How Does It Work?
OpenAI has announced the general availability of its Realtime API, making it easier for developers and enterprises to build production-ready voice agents. Alongside this release, the company also launched gpt-realtime, its most advanced speech-to-speech model yet, promising better natural conversation, improved comprehension, and more reliable function calling.
A Smarter Voice API for Developers
First introduced in public beta last October, the Realtime API is now fully open for developers worldwide. The updated version brings stronger reliability, lower latency, and better audio quality. Unlike traditional pipelines that chain multiple models for speech recognition and synthesis, the Realtime API processes and generates audio through a single model. This approach reduces delays, preserves nuance, and creates more natural responses.
New Features for Voice Agents
The Realtime API now includes support for remote MCP servers, image inputs, and phone calling through SIP (Session Initiation Protocol). These additions allow developers to integrate external tools, provide contextual data, and build more capable AI-driven voice assistants.
Introducing gpt-realtime
The newly launched gpt-realtime model is designed to handle real-world tasks in customer support, education, and personal assistance. The model shows significant upgrades in audio quality, comprehension, instruction following, and function calling — key elements for production-ready AI applications.
Natural-Sounding Audio Quality
OpenAI trained gpt-realtime to produce more expressive and human-like speech. It adapts intonation, emotion, and pacing, while also following instructions like “speak empathetically” or “switch to a French accent.” Two new voices — Marin and Cedar — have been added, and the existing eight voices now also sound more natural.

_DATA SECTION:_
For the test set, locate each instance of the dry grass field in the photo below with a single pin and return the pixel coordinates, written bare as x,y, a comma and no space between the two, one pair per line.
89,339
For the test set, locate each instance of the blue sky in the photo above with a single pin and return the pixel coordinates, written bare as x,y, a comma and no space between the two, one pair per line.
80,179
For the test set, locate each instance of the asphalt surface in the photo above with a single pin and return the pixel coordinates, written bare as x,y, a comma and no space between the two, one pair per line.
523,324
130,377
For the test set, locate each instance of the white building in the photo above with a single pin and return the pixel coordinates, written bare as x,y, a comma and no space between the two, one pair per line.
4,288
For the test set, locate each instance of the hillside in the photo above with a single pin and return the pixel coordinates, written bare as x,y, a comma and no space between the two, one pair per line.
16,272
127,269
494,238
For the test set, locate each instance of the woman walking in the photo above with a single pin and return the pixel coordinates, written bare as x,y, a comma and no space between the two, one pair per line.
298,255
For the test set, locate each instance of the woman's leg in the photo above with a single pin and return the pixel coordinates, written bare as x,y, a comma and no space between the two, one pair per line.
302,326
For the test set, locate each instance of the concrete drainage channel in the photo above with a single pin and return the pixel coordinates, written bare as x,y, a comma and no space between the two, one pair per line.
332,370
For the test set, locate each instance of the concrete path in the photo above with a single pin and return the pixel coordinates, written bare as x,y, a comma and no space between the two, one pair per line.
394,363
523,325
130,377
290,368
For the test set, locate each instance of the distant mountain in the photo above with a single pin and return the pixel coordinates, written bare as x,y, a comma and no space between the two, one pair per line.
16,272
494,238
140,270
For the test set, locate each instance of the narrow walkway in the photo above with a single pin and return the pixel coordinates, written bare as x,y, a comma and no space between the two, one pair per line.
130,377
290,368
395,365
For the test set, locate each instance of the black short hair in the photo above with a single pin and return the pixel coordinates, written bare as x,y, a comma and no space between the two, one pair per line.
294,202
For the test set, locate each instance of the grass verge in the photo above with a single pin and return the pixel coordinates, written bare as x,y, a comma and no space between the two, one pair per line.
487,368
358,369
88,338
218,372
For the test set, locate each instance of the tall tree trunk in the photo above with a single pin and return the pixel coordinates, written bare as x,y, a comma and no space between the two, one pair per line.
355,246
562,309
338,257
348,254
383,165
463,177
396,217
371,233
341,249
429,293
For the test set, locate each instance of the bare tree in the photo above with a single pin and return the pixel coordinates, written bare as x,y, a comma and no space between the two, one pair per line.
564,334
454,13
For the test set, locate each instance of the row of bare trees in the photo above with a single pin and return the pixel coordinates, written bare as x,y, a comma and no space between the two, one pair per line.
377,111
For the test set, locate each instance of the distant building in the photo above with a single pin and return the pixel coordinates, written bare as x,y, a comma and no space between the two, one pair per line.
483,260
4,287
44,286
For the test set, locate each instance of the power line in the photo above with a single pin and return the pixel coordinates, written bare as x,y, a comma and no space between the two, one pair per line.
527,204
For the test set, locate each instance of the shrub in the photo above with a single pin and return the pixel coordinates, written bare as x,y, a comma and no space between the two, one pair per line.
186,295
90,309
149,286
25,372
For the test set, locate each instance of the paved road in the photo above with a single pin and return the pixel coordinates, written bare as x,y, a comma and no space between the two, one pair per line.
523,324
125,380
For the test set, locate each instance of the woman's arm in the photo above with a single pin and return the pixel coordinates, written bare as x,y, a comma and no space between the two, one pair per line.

_WHAT THE EXERCISE ASKS:_ In the Realtime API article, which two voices were newly added? Rely only on the Realtime API article, not on the data.

_COMPLETED TASK:_ Marin and Cedar.